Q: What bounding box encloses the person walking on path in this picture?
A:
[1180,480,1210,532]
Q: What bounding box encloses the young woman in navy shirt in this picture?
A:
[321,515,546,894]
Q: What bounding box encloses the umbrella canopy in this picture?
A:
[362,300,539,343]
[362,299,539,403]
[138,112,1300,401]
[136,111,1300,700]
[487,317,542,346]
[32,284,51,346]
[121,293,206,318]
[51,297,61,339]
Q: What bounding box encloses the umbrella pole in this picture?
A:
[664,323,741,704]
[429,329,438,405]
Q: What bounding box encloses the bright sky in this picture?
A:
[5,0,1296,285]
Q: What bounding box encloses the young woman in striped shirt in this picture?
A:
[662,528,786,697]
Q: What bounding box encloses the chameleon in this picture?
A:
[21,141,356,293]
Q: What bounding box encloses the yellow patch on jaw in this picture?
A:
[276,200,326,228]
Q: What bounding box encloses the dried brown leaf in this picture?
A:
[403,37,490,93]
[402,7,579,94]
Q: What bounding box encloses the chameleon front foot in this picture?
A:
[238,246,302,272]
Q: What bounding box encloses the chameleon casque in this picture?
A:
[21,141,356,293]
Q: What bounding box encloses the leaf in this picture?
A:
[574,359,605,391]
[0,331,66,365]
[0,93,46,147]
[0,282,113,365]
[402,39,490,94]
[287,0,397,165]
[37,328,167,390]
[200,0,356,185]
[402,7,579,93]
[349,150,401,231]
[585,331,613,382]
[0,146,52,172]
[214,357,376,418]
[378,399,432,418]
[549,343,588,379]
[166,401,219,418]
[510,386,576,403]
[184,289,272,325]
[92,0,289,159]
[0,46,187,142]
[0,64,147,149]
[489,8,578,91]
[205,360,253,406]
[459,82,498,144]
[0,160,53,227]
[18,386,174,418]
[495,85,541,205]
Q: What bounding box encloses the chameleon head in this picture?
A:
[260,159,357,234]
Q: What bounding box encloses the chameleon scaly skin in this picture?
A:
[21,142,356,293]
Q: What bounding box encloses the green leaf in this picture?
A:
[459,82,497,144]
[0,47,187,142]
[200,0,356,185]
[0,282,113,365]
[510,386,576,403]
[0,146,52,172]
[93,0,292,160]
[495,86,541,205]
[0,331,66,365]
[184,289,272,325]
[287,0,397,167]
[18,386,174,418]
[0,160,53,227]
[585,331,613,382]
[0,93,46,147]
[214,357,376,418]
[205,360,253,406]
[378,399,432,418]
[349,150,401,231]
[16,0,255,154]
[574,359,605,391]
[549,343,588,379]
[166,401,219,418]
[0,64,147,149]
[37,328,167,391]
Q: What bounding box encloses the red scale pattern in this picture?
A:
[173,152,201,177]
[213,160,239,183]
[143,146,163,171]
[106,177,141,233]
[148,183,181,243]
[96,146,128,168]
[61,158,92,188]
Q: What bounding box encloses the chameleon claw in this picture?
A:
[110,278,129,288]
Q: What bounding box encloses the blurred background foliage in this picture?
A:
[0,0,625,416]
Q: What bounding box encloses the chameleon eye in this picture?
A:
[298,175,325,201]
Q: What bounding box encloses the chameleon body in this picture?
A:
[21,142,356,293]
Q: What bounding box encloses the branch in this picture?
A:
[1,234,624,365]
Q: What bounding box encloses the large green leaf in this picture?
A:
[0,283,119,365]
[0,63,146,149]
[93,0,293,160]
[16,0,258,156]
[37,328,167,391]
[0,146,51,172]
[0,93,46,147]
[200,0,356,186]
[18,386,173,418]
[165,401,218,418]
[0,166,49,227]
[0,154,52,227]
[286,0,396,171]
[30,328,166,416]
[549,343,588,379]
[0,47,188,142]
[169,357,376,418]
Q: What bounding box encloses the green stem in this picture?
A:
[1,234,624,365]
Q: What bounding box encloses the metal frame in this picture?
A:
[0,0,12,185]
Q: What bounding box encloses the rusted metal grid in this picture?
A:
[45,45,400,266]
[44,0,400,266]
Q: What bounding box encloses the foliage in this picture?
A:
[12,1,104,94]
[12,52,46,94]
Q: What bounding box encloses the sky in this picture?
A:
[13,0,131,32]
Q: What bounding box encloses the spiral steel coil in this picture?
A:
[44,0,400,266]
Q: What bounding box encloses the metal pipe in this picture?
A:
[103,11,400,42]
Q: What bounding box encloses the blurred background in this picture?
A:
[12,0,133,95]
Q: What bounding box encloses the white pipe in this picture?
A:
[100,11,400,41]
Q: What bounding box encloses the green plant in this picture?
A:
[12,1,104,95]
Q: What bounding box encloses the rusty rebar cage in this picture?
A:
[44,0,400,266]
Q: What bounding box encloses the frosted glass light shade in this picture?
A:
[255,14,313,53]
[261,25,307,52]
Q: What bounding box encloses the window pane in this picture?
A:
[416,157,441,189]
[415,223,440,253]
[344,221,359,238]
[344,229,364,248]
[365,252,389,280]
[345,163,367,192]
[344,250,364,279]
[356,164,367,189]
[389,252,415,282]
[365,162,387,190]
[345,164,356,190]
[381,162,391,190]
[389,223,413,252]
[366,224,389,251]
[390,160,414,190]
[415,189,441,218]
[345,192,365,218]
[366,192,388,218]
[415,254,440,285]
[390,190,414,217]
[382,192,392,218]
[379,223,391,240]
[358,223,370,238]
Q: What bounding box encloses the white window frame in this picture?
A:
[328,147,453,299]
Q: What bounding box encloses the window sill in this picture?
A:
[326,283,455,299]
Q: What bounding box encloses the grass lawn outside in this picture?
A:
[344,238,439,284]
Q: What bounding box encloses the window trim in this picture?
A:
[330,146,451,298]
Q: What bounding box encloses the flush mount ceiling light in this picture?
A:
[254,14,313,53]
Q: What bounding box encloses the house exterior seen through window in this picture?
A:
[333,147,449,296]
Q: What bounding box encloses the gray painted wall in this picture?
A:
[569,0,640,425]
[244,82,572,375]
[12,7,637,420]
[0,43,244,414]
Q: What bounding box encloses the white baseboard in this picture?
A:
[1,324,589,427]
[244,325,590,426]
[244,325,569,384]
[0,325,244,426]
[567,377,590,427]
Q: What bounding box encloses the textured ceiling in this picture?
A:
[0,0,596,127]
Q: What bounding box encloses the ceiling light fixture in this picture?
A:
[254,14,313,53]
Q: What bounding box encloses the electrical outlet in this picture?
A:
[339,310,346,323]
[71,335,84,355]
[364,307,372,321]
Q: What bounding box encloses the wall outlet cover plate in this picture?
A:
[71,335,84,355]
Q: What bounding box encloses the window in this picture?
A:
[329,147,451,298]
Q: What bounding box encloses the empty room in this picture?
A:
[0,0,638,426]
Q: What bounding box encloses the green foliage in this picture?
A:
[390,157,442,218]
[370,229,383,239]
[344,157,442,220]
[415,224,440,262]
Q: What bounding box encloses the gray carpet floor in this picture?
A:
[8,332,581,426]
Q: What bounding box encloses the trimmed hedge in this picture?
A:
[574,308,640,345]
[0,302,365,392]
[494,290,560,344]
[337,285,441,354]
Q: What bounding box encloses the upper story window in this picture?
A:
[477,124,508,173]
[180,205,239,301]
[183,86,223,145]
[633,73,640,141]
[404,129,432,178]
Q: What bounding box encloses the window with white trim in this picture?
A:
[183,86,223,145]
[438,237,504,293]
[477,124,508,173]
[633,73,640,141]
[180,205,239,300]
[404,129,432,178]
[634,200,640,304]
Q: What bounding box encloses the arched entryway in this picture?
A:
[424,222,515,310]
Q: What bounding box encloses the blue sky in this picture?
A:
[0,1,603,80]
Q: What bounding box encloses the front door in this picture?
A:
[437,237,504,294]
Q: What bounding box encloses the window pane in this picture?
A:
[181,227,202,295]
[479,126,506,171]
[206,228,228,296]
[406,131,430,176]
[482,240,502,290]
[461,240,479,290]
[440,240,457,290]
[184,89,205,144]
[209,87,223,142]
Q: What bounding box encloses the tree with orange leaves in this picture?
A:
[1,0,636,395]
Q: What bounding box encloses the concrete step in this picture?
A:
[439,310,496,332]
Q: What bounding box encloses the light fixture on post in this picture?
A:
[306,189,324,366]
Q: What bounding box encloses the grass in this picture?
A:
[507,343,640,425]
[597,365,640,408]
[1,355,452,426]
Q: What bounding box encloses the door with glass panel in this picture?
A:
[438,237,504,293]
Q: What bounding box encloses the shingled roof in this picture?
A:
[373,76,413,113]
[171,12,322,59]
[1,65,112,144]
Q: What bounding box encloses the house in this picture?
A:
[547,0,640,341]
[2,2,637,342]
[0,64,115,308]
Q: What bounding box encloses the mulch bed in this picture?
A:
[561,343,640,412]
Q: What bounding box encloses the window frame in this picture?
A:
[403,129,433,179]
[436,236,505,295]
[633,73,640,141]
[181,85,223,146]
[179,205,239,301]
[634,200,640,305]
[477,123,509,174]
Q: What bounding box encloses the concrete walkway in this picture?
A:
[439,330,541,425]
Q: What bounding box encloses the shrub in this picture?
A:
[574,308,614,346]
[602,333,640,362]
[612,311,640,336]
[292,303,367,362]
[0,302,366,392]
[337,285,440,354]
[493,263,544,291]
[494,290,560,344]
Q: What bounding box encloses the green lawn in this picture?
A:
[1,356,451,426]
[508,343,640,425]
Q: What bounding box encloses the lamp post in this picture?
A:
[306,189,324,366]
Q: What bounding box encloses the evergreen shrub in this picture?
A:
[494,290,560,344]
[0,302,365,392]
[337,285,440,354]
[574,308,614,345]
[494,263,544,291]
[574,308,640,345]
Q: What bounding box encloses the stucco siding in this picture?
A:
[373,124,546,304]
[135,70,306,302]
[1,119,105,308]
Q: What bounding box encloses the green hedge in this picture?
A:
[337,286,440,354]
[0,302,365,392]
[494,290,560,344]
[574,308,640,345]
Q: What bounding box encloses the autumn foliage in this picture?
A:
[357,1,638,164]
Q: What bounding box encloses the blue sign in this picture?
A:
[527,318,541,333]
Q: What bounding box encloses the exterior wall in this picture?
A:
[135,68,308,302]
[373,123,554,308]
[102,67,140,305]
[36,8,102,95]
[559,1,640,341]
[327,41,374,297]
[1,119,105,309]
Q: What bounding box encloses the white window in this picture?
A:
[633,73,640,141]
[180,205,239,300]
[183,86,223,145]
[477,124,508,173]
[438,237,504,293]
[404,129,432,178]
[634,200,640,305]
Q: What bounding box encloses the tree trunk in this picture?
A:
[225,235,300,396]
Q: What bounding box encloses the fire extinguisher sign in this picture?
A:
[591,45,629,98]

* [Task statement]:
What is the number of lines in the entries above that include the word "chameleon"? Answer with that number alone.

* [Solution]:
8